Problems and tasks:
a - In the vertical forest article, which company commissioned the Dubai project?
b - Print the part of the vertical forest article between "Architect to Build" and "skyscrapers in Dubai.", inclusive, without changing a word.

Supplied text:
# # # # #

Architect to Build Vertical Forest Towers in Dubai


During the 2022 United Nations Climate Change Conference (COP27) in Sharm El Sheikh, Egypt, Italian studio Stefano Boeri Architetti announced plans to construct another Vertical Forest.

According to reports, the architect is planning to construct two tree-covered skyscrapers in Dubai.

“The project, commissioned by Impact One, represents the first Vertical Forest prototype for the MENA (Middle East and North Africa) area with the aim of integrating the benefits of urban forestry such as the absorption of fine dust particles, microclimate regulation and reduction of the greenhouse effect together with innovations as part of the management of the water system in arid climates and the optimization of energy production from renewable sources,” said Stefano Boeri Architetti.

Vertical Forest Background

While Stefano Boeri Architetti has been giving new meaning to the phrase “concrete jungle” for many years, the architect’s first Vertical Forest prototype was constructed in Milan, Italy. At the time, the project aimed to develop a new format of architectural biodiversity that focused not only on human beings but their relationship with other living species.

The pair of residential towers, standing 80 and 112 meters high (roughly 262 and 367 feet high), respectively, were constructed from 2007-2014. The structures housed a total of 800 trees of various sizes, in addition to 15,000 perennials and/or ground-covering plants and 5,000 shrubs.

As a result, the towers have essentially created their own ecosystem and are now home to an estimated 1,600 birds and butterflies.

The total greenery was reportedly equivalent to 30,000 square meters of woodland and undergrowth, all of which were concentrated on 3,000 square meters of urban surface mostly made of concrete with walls faced with black ceramic panels that contrast with the white balconies.

The columns are made of reinforced concrete and the floors are post-tensioned reinforced concrete and the balconies are 28 centimeters. The substrate in the plant containers themselves also had to be durable, and the main material there is volcanic lapilli, an inorganic material that has properties prime for water retention and dimensional stability, according to the Council on Tall Buildings and Urban Habit.

# # # # #

Dataset section:
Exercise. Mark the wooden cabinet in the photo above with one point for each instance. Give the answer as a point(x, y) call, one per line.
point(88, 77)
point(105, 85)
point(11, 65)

# # # # #

Responses to the exercise:
a - Impact One

b -
Architect to Build Vertical Forest Towers in Dubai


During the 2022 United Nations Climate Change Conference (COP27) in Sharm El Sheikh, Egypt, Italian studio Stefano Boeri Architetti announced plans to construct another Vertical Forest.

According to reports, the architect is planning to construct two tree-covered skyscrapers in Dubai.